● **Raw data**

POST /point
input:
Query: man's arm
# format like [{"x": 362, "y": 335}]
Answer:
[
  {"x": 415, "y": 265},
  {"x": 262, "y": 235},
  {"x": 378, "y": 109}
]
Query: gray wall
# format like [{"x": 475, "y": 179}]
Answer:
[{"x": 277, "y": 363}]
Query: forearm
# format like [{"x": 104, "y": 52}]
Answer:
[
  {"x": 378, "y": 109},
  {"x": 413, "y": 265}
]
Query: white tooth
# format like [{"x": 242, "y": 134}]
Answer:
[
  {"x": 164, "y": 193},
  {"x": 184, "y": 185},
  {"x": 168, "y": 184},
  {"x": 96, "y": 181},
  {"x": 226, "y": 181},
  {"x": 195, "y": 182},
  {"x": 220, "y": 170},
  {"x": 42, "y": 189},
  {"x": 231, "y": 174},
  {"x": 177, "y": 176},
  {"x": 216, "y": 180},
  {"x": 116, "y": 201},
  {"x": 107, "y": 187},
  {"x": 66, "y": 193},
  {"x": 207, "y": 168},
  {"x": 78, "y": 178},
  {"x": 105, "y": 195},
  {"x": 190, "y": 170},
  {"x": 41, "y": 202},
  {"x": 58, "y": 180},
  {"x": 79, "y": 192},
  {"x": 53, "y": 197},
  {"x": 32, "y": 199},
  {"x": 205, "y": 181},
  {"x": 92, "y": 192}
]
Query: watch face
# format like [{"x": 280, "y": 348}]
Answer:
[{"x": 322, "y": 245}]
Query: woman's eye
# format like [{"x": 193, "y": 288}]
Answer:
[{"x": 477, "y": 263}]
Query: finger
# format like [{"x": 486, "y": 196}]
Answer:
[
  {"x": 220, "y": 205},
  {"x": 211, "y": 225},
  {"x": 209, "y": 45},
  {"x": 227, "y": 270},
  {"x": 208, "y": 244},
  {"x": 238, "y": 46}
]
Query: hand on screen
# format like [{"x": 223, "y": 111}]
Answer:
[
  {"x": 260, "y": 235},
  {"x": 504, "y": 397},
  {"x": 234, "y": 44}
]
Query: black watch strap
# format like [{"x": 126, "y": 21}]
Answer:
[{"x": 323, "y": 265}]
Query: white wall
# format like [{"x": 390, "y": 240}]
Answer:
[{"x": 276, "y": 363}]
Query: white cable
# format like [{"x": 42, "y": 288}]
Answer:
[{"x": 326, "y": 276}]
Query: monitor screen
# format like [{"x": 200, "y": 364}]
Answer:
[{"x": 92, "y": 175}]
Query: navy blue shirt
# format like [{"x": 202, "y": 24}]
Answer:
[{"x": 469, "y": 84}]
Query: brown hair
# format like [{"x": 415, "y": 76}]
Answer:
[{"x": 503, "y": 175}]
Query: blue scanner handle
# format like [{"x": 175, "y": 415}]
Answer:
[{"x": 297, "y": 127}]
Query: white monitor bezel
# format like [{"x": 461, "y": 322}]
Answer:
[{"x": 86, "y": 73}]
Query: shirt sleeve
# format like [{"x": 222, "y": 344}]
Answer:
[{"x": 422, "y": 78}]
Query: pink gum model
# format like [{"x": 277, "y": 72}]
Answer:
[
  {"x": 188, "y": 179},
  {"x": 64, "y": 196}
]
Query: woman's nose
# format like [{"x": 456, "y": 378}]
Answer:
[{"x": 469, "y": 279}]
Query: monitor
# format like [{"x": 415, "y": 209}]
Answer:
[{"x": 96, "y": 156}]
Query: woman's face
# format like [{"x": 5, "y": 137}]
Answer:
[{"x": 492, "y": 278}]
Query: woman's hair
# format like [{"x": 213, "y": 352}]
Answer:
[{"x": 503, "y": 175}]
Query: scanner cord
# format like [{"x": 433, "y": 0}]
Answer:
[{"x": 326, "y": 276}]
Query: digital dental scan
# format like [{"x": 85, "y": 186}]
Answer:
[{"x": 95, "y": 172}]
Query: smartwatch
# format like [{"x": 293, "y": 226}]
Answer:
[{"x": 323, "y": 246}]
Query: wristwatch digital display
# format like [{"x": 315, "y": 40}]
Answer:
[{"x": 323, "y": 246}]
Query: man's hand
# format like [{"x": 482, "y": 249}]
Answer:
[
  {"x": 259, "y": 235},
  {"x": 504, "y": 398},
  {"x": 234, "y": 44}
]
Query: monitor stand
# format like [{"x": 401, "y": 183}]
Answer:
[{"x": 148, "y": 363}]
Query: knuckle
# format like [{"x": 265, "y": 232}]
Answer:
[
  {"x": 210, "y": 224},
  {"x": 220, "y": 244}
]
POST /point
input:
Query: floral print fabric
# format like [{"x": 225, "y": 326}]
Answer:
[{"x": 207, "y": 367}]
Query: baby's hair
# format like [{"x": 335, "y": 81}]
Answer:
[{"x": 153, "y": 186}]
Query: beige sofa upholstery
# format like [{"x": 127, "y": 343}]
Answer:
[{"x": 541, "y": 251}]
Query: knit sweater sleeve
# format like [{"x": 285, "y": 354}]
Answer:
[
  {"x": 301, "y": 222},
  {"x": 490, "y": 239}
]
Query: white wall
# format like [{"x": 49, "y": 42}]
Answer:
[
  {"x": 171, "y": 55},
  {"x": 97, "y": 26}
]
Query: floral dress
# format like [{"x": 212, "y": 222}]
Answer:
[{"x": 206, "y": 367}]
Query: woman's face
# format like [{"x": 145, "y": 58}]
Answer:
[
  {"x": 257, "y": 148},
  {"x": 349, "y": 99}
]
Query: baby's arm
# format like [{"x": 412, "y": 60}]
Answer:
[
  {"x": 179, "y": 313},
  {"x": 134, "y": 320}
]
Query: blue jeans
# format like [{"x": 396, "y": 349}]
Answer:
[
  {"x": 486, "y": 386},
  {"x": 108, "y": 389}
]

● **Goal of the exercise**
Write out the entire listing exactly.

● **Answer for this exercise**
POST /point
input:
Query: man's arm
# format like [{"x": 362, "y": 335}]
Answer:
[
  {"x": 415, "y": 265},
  {"x": 262, "y": 235},
  {"x": 378, "y": 109}
]
Query: gray wall
# format like [{"x": 475, "y": 179}]
Answer:
[{"x": 277, "y": 363}]
Query: forearm
# format like [{"x": 104, "y": 52}]
Answer:
[
  {"x": 378, "y": 109},
  {"x": 413, "y": 265}
]
Query: white tooth
# format like [{"x": 242, "y": 134}]
Answer:
[
  {"x": 164, "y": 193},
  {"x": 184, "y": 185},
  {"x": 168, "y": 184},
  {"x": 96, "y": 181},
  {"x": 226, "y": 181},
  {"x": 195, "y": 182},
  {"x": 220, "y": 170},
  {"x": 42, "y": 189},
  {"x": 231, "y": 174},
  {"x": 177, "y": 176},
  {"x": 216, "y": 180},
  {"x": 116, "y": 201},
  {"x": 107, "y": 187},
  {"x": 66, "y": 193},
  {"x": 207, "y": 168},
  {"x": 78, "y": 178},
  {"x": 105, "y": 195},
  {"x": 190, "y": 170},
  {"x": 41, "y": 202},
  {"x": 58, "y": 180},
  {"x": 79, "y": 192},
  {"x": 53, "y": 197},
  {"x": 32, "y": 199},
  {"x": 205, "y": 181},
  {"x": 92, "y": 192}
]
Query: watch face
# format like [{"x": 280, "y": 348}]
Answer:
[{"x": 322, "y": 245}]
Query: woman's eye
# format like [{"x": 193, "y": 288}]
Answer:
[{"x": 477, "y": 263}]
Query: finger
# format like [{"x": 486, "y": 196}]
Answer:
[
  {"x": 220, "y": 205},
  {"x": 211, "y": 225},
  {"x": 209, "y": 45},
  {"x": 227, "y": 270},
  {"x": 208, "y": 244},
  {"x": 238, "y": 46}
]
Query: hand on screen
# format like [{"x": 223, "y": 111}]
Answer:
[
  {"x": 260, "y": 235},
  {"x": 504, "y": 397},
  {"x": 234, "y": 44}
]
Query: black watch strap
# format like [{"x": 126, "y": 21}]
Answer:
[{"x": 323, "y": 265}]
Query: white wall
# format like [{"x": 390, "y": 240}]
Answer:
[{"x": 276, "y": 363}]
Query: white cable
# format like [{"x": 42, "y": 288}]
Answer:
[{"x": 326, "y": 276}]
Query: monitor screen
# format like [{"x": 200, "y": 364}]
Answer:
[{"x": 92, "y": 175}]
Query: navy blue shirt
# format like [{"x": 202, "y": 24}]
Answer:
[{"x": 469, "y": 84}]
Query: brown hair
# format like [{"x": 415, "y": 76}]
Answer:
[{"x": 503, "y": 175}]
Query: blue scanner handle
# format like [{"x": 175, "y": 415}]
Answer:
[{"x": 297, "y": 127}]
Query: white monitor bezel
# format like [{"x": 461, "y": 322}]
Answer:
[{"x": 86, "y": 73}]
Query: shirt sleeve
# format like [{"x": 222, "y": 344}]
Answer:
[{"x": 422, "y": 78}]
Query: pink gum model
# format like [{"x": 277, "y": 72}]
Answer:
[
  {"x": 188, "y": 179},
  {"x": 64, "y": 196}
]
Query: woman's nose
# format like [{"x": 456, "y": 378}]
Answer:
[{"x": 469, "y": 279}]
Query: monitor
# format like [{"x": 415, "y": 209}]
Answer:
[{"x": 96, "y": 156}]
Query: woman's face
# format like [{"x": 5, "y": 137}]
Answer:
[{"x": 492, "y": 278}]
Query: woman's hair
# format like [{"x": 213, "y": 352}]
Answer:
[{"x": 503, "y": 175}]
Query: scanner cord
# format like [{"x": 433, "y": 0}]
Answer:
[{"x": 326, "y": 276}]
Query: digital dental scan
# format like [{"x": 85, "y": 186}]
Answer:
[{"x": 95, "y": 172}]
Query: smartwatch
# format like [{"x": 293, "y": 226}]
Answer:
[{"x": 323, "y": 246}]
Query: wristwatch digital display
# format like [{"x": 315, "y": 40}]
Answer:
[{"x": 323, "y": 246}]
Query: man's hand
# format like [{"x": 482, "y": 249}]
Answer:
[
  {"x": 259, "y": 235},
  {"x": 504, "y": 398},
  {"x": 234, "y": 44}
]
Query: monitor stand
# format like [{"x": 401, "y": 183}]
Answer:
[{"x": 148, "y": 363}]
Query: knuckle
# format like [{"x": 265, "y": 232}]
Answer:
[
  {"x": 210, "y": 224},
  {"x": 220, "y": 244}
]
POST /point
input:
Query: floral print fabric
# format like [{"x": 225, "y": 326}]
Answer:
[{"x": 207, "y": 367}]
Query: baby's hair
# format like [{"x": 335, "y": 81}]
Answer:
[{"x": 153, "y": 186}]
Query: beige sofa upholstery
# format like [{"x": 127, "y": 343}]
Answer:
[{"x": 541, "y": 251}]
Query: knit sweater sleeve
# format like [{"x": 285, "y": 354}]
Answer:
[
  {"x": 301, "y": 222},
  {"x": 490, "y": 239}
]
Query: white wall
# format like [{"x": 49, "y": 42}]
Answer:
[
  {"x": 171, "y": 55},
  {"x": 97, "y": 26}
]
Query: floral dress
# format like [{"x": 212, "y": 222}]
Answer:
[{"x": 206, "y": 367}]
Query: woman's face
# format like [{"x": 145, "y": 58}]
Answer:
[
  {"x": 257, "y": 148},
  {"x": 349, "y": 99}
]
Query: baby's arm
# format like [{"x": 412, "y": 60}]
Answer:
[
  {"x": 179, "y": 313},
  {"x": 134, "y": 320}
]
Query: blue jeans
# format like [{"x": 396, "y": 349}]
Answer:
[
  {"x": 486, "y": 386},
  {"x": 108, "y": 389}
]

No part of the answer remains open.